↓↓↓

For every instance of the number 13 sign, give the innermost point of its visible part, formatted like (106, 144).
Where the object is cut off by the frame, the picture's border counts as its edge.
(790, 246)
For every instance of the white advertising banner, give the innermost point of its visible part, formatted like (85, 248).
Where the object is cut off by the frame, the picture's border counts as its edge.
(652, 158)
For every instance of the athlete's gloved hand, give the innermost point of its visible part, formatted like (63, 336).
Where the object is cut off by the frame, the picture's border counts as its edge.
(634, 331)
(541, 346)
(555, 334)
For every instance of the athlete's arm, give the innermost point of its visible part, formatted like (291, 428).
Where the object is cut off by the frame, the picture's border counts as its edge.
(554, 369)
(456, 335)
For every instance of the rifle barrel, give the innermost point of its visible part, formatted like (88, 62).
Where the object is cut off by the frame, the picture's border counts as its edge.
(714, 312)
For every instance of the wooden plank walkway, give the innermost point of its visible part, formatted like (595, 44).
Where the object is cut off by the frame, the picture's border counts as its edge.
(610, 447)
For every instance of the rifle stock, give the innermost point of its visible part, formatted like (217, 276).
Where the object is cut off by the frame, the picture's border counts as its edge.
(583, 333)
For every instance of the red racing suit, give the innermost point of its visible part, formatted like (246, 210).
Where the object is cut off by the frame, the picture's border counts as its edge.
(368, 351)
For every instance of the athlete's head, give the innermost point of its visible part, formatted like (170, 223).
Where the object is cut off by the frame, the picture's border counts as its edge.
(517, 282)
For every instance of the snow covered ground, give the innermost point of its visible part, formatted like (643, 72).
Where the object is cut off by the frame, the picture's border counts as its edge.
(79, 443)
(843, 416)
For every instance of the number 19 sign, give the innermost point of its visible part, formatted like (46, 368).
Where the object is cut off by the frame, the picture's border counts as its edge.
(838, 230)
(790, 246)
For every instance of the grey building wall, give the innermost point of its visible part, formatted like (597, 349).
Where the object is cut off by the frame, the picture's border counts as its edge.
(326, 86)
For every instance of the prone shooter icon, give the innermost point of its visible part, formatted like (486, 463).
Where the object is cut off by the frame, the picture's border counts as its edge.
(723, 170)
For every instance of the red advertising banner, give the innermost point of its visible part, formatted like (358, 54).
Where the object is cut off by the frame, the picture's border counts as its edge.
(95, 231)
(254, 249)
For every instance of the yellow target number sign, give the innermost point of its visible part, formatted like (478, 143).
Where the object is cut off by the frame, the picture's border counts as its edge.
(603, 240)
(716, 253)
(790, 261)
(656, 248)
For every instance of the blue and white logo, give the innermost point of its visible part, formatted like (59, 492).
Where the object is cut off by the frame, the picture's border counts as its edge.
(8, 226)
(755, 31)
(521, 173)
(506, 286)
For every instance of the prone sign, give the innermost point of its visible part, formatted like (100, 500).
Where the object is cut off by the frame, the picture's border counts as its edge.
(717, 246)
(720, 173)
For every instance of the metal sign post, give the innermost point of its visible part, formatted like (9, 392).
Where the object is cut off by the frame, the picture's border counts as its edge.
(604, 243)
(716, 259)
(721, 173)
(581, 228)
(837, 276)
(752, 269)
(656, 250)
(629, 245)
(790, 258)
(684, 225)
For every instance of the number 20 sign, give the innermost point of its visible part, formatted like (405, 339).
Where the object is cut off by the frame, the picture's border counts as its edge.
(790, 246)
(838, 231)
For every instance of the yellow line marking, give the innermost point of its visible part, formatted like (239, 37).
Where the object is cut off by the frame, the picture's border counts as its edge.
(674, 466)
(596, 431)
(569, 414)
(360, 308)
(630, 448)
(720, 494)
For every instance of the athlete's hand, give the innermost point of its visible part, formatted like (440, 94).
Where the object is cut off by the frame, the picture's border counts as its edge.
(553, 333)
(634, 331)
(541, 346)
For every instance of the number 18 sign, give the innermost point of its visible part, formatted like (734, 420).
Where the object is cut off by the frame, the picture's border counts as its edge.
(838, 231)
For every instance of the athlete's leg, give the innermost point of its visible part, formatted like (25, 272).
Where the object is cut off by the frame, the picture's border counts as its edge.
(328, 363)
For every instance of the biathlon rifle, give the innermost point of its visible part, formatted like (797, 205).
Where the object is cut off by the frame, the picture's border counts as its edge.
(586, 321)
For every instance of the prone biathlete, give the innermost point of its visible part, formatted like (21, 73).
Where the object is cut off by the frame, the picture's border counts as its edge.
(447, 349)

↑↑↑

- _WHAT THE TASK ASKS_: Type out the full listing again, exactly as given.

- _WORKED SOLUTION_:
For every instance of the number 13 sign, give the innermost point of its visible part, formatted like (106, 144).
Where the object is cut off by the frame, the picture's border counts as its edge.
(790, 246)
For every instance of the white advertising banner, give the innermost point of its visible part, formatted like (85, 248).
Where the object is cut off by the frame, the picture's border counts as its edge.
(652, 158)
For every instance of the athlete's gloved hand, give the innermost point of its visible part, formatted like (63, 336).
Where the object is cut off by the frame, the picture's border counts as its edge.
(634, 331)
(541, 346)
(555, 334)
For every instance of the athlete's arm, give the innermost point of its visible part, formatted like (291, 428).
Where the object is cut off by the frame, the picture's border counts as its edge.
(554, 369)
(456, 335)
For every instance of the rifle barrel, give the innermost point of its visible part, formatted like (88, 62).
Where the object is cut off by the frame, the picture's border counts as its edge.
(714, 312)
For every instance of the wooden plank walkway, give the innermost point of its visible part, formatted like (595, 44).
Where the object is cut off by the frame, the picture's border counts as its edge.
(610, 447)
For every instance of the rifle stock, give the innermost point of its visible part, formatted like (217, 276).
Where the object is cut off by the frame, the picture's border counts as its edge.
(583, 333)
For every instance of the red racing suit, give the innermost point of its visible part, formatted like (246, 210).
Where the object is cut off by the frame, the picture's border counts as its edge.
(368, 351)
For every instance of the athlete's head, give the innermost point of its visible part, formatted like (170, 223).
Where the object is cut off by the frame, the picture's border counts as its edge.
(517, 282)
For every instance of the snow covered ground, give the innermost point of its visible part, formatted like (643, 72).
Where the object is cut off by the frame, the picture's border counts as its edge.
(79, 443)
(843, 416)
For every instance of the number 19 sign, give the innermost point of its visible part, formatted like (46, 368).
Where the object is cut off by the frame, the picture's border counts as its edge.
(838, 230)
(790, 246)
For every instance of the grey building wall, give the innermost point of its visible part, formatted like (597, 349).
Where the object is cut off by the frame, the picture's border counts as its edge.
(326, 86)
For every instance of the prone shooter icon, give the innermost point of its visible part, formatted like (486, 463).
Where the object is cut off by the frame, the picture's border counts as its edge.
(723, 170)
For every instance of the red advertising banner, give the innermost point of its visible part, formatted like (358, 54).
Where the object is cut off by the frame, the picture's border counts as its edge.
(95, 231)
(254, 249)
For every instance of the yellow target number sign, give the innermost point of its visible part, formatted like (478, 143).
Where the object is cut off by the frame, the picture's border counts as its edge.
(603, 240)
(716, 253)
(790, 261)
(656, 248)
For every instance of the blue and white logo, give the innermost point of its visible part, formatted like (59, 492).
Where the object is cut off by the frame, the picture's border counts as its edge.
(8, 226)
(755, 31)
(521, 173)
(506, 286)
For every instance of the prone sign, give the innermost point of its visible part, formatted like (100, 500).
Where the object is cut off by the frame, the picture's border counts as its edge.
(717, 246)
(720, 173)
For every instance of the metal sign post, give the innermost point of its visible part, formatted like (9, 392).
Where the object is cut off by the frame, the picture's border counts as its edge.
(604, 243)
(716, 259)
(721, 173)
(581, 228)
(837, 276)
(752, 269)
(656, 250)
(629, 245)
(790, 258)
(684, 225)
For every instance of the number 20 sign, give the innermost point of its visible part, formatted like (405, 339).
Where the object is cut off by the frame, the picture's border counts as its edge.
(790, 246)
(838, 231)
For every instance of the yellow line marking, give the innermost point of its visible part, formatted like (239, 37).
Where the object is cut off by the frame, the picture's border counts as its edge.
(674, 466)
(596, 431)
(569, 414)
(360, 308)
(630, 448)
(720, 494)
For every instance of the athlete's hand, give the innermost point of its visible part, formatted like (440, 94).
Where the object is cut off by the frame, the picture's border counts as its edge.
(553, 333)
(634, 331)
(541, 346)
For every instance of the number 18 sign, give the innermost point of its visible part, formatted like (734, 420).
Where the object is cut off by the frame, the picture's border counts as its edge.
(838, 231)
For every instance of the athlete's leg, give the innermost point of its visible part, formatted like (25, 272).
Where the object is cut off by the frame, the picture's border counts as its edge.
(328, 363)
For every instance of the biathlon rifle, give the innermost point of its visible part, formatted like (797, 205).
Where the object is cut off by the frame, the picture's border counts as its edge.
(586, 321)
For every instance of the prone biathlete, give the innermost point of its visible part, formatted like (21, 73).
Where the object is cut off by the frame, the picture's border counts as its edge.
(447, 349)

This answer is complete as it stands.